→ Task directions:
Quote the entries word for word, from the line with "[locate] brick wall" up to and including the last line of the entries.

##### Exercise input

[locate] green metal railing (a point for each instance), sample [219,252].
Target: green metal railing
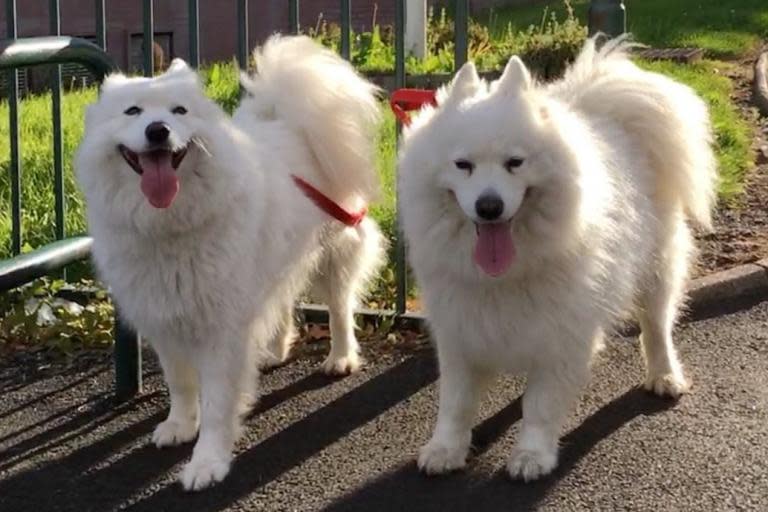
[606,16]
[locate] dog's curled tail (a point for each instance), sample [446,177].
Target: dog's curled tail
[321,96]
[667,120]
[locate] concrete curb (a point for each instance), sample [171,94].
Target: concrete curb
[728,287]
[760,85]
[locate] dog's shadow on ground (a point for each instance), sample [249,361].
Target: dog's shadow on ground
[406,489]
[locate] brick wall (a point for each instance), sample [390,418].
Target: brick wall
[218,30]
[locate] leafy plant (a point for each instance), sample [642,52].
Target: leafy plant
[37,315]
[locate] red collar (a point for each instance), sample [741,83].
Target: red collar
[405,100]
[328,205]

##########

→ Output for this task:
[locate] brick wall (a point for each instance), sample [390,418].
Target: brick wall
[218,30]
[locate] leafy plant (a point for each instance), sample [642,52].
Target: leafy plant
[37,315]
[locate] red collar (a point for each instance), sample [741,83].
Target: red collar
[405,100]
[328,205]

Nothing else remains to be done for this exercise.